Noble intension que la nôtre, sauf qu’encore une fois mes vieux os et surtout mes vieux muscles fragiles m’ont joué un tour comme ils en sont capables. J’ai coincé aux dix bornes… du début! À ce moment je suis donc en proie à une autre de ces défaillances dont je commence à avoir le secret et je ne peux rien faire d’autre que de me laisser glisser vers l’arrière. Une, deux, trois, non pas lui, même le bonhomme avec un bike de cyclo-cross vient de me passer! Quatre, cinq, six, il commence à manquer de monde à qui me raccrocher.

Bon sang, je vais finir à la nuit, je ne passerai même pas la première bosse, je pensais même avoir affaire à la sorcière aux dents vertes tellement le moteur chauffait. Mais comme la vie est joliment brodée, le pire ne s’est pas produit, bien au contraire.

Alors un réflexe d’une autre époque me vient à l’idée : combien de voitures y a-t-il derrière? Une, deux, trois, quatre, cinq, six. Plus une, deux, trois, quatre motos. Je tiens là mon salut! Le premier chauffeur auquel j’ai joué le tour a été surpris de me voir me cacher derrière lui, mais peut-être parce qu’il l’a vu au Tour de France sur sa télé, il a compris que je voulais tricher. Il était volontaire et m’a vaillamment trainé quelques mètres. L’autre aussi, puis l’autre encore. Le dernier savait très bien ce qu’il faisait et il a même réussi à me « souffler » vers l’avant… JE venais de boucher le trou alors même que le sang retrouvait son chemin dans mes jambes pour désengorger mes muscles endoloris. Là, j’ai pu me refaire une santé sur presque 25 kilomètres à un rythme de douce balade. Ça jasait pas mal dans ce petit groupe, ça roulait aussi un peu tout de travers, mais ils étaient bien sympas les monsieurs de ce peloton.

▸ TÂCHE A: Dans le récit cycliste, au bout de combien de bornes la défaillance survient-elle ?
▸ TÂCHE B: Reproduisez le passage du récit cycliste compris entre « Noble intension que » et « qui me raccrocher. », bornes incluses.

▸ LIGNES:
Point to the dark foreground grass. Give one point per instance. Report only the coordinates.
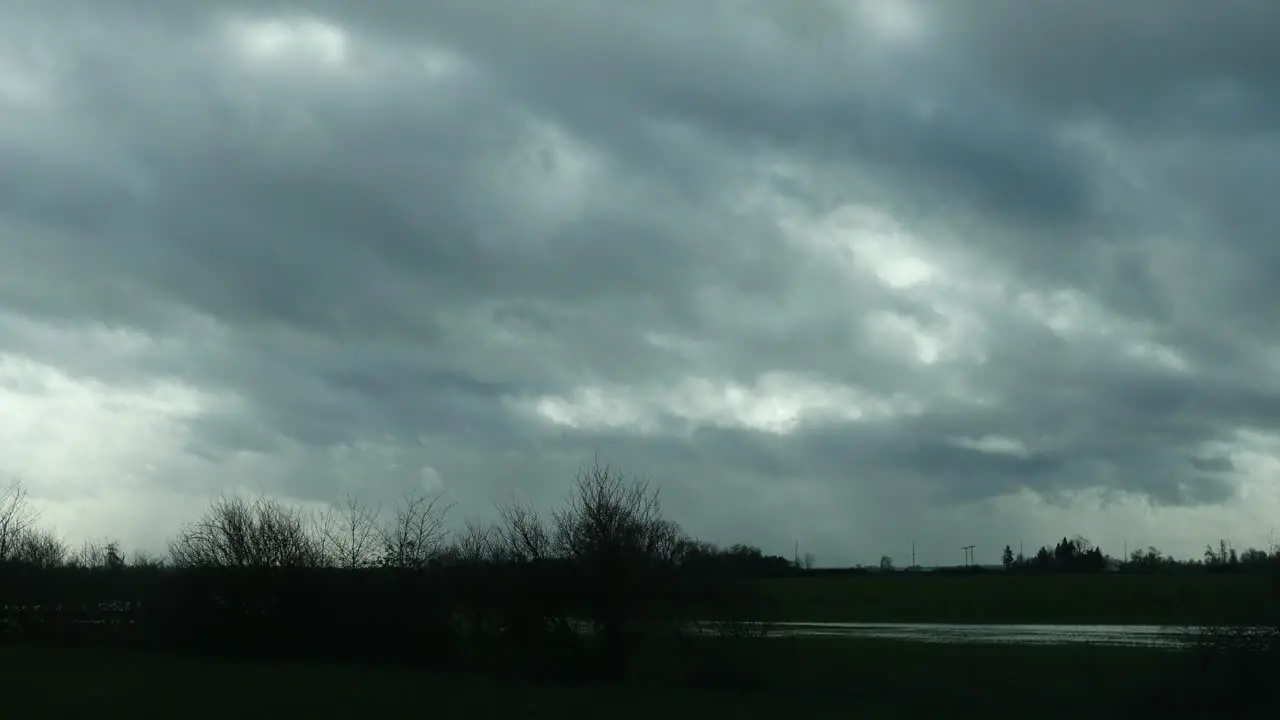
(995, 597)
(777, 678)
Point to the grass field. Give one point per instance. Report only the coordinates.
(809, 678)
(1104, 598)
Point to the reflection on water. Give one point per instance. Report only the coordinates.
(1130, 636)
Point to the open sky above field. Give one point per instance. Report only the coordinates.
(848, 273)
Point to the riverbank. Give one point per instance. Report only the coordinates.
(1115, 598)
(780, 678)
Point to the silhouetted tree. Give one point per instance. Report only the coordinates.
(415, 534)
(39, 548)
(17, 516)
(238, 533)
(350, 536)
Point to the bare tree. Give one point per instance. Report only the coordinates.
(415, 534)
(613, 522)
(522, 534)
(97, 554)
(42, 548)
(144, 559)
(350, 536)
(238, 533)
(17, 516)
(476, 543)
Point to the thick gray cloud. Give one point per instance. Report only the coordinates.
(849, 273)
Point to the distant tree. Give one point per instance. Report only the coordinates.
(40, 548)
(350, 536)
(17, 516)
(97, 554)
(144, 559)
(240, 533)
(416, 533)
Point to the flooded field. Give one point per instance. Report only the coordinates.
(1127, 636)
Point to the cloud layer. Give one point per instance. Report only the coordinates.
(842, 273)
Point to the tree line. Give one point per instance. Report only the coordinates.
(604, 586)
(1079, 555)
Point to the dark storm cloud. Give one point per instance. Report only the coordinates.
(385, 256)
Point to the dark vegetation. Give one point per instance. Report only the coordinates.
(603, 589)
(593, 606)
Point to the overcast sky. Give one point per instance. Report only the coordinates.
(842, 273)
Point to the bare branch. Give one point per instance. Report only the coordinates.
(351, 536)
(17, 516)
(415, 534)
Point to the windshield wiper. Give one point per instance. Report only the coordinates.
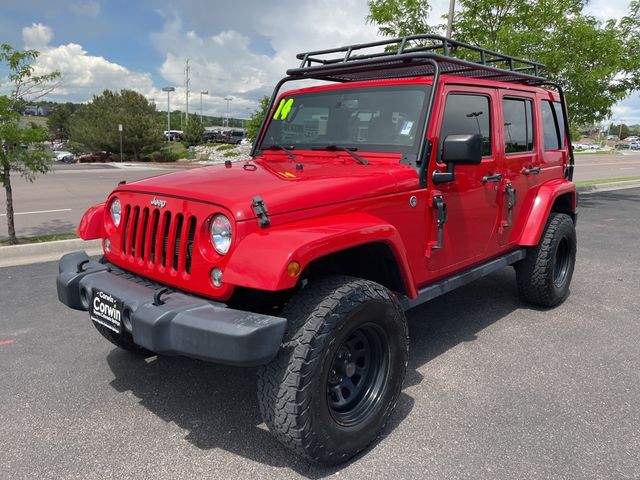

▸ RÉSULTAT A: Aux dix bornes du début.

▸ RÉSULTAT B:
Noble intension que la nôtre, sauf qu’encore une fois mes vieux os et surtout mes vieux muscles fragiles m’ont joué un tour comme ils en sont capables. J’ai coincé aux dix bornes… du début! À ce moment je suis donc en proie à une autre de ces défaillances dont je commence à avoir le secret et je ne peux rien faire d’autre que de me laisser glisser vers l’arrière. Une, deux, trois, non pas lui, même le bonhomme avec un bike de cyclo-cross vient de me passer! Quatre, cinq, six, il commence à manquer de monde à qui me raccrocher.